David NS Kerr arrow_drop_down

12 March 1927 – 2014

David Nichol Sharp Kerr was born in Hackney on 27th December 1927.   He was educated at George Watson’s Boys School in Edinburgh, and studied medicine at the University of Edinburgh qualifying MB ChB with Honours in 1951.

After initial junior doctor appointments in Edinburgh he went in 1952 to the University of Wisconsin and studied for an MSc in Anatomy.  From 1953-1955 he undertook national service as a surgeon-lieutenant in the Royal Naval Volunteer Reserve.  He returned to the Department of Medicine in Edinburgh before being appointed as a registrar in medicine at the Hammersmith Hospital.  Whilst training in hepatology he was encouraged by Sheila Sherlock to move to Newcastle where George Smart was establishing a dialysis unit.   David was told that he would be in charge of the renal unit in his spare time.  Thus started David’s career in nephrology.

He was first appointed First Assistant in Medicine in the Medical School, King’s College, University of Durham in 1959 and became Lecturer in Medicine at Newcastle University in 1961.  He was promoted to Senior Lecturer in 1963 and subsequently was appointed to a Personal Chair in Medicine in 1968. He was appointed Professor of Medicine and Head of the Department of Medicine in 1971. He stayed in this post until his departure to the Dean’s post at the Royal Postgraduate Medical School, London in 1983.

Stored data:
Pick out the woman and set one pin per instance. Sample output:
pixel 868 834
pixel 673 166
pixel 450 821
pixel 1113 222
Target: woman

■ Task 1 ■
Using the biography of David Kerr, decide whether each statement agrees with it, answering yes or no and quoting the words that settle it: (a) He studied for an MSc in Anatomy at the University of Wisconsin. (b) He did his national service as a surgeon-commander. (c) He became Head of the Department of Medicine in 1968.
■ Task 2 ■
In the biography of David Kerr, the paragraph beginning "He was first appointed" names a series of posts. List every one with the year it gives for each.
■ Task 3 ■
Carry on the biography of David Kerr, picking up after its final sentence.
The lines under the stored data are separate material and are unrelated to the biography of David Kerr.

■ Exercise result 1 ■
(a) Yes: "he went in 1952 to the University of Wisconsin and studied for an MSc in Anatomy"
(b) No: "he undertook national service as a surgeon-lieutenant in the Royal Naval Volunteer Reserve"
(c) No: "He was appointed Professor of Medicine and Head of the Department of Medicine in 1971."

■ Exercise result 2 ■
- First Assistant in Medicine in the Medical School, King's College, University of Durham (1959)
- Lecturer in Medicine at Newcastle University (1961)
- Senior Lecturer (1963)
- Personal Chair in Medicine (1968)
- Professor of Medicine and Head of the Department of Medicine (1971)
- Dean's post at the Royal Postgraduate Medical School, London (1983)

■ Exercise result 3 ■
In the 24 years that he spent in Newcastle he established an academic renal unit with an international reputation.  The breadth of the research that he fostered in this time is evidenced by the range of publications that came out of the unit. Not surprisingly he was particularly interested in the technical aspects of dialysis and its complications.  This lead to his seminal observations on the role of aluminium derived from the water supply in the development of bone and brain disease in dialysis patients.  David instilled the importance of clinical observation in research into all of those who trained in nephrology in Newcastle during this period.  This led to a series of studies examining the natural history of conditions including renal bone disease, reflux nephropathy, and hypertension as well early observations in renal transplantation.   Whilst he was primarily a clinical researcher he recognised the importance of applied basic science and was an early champion for the use of molecular genetics in clinical research.

David established Newcastle as one of the best places in the UK to train in nephrology.  This legacy is still to be seen in the consultant staff of renal units throughout the UK.  In addition to this he had a passion for training clinicians from overseas particularly from underdeveloped countries.  A steady stream of overseas fellows were to be found in that period in his clinics and laboratory.  Not only interested in their academic and clinical training David took great personal responsibility for their pastoral care.  As a result he is held in great personal affection by nephrologists spread across the globe.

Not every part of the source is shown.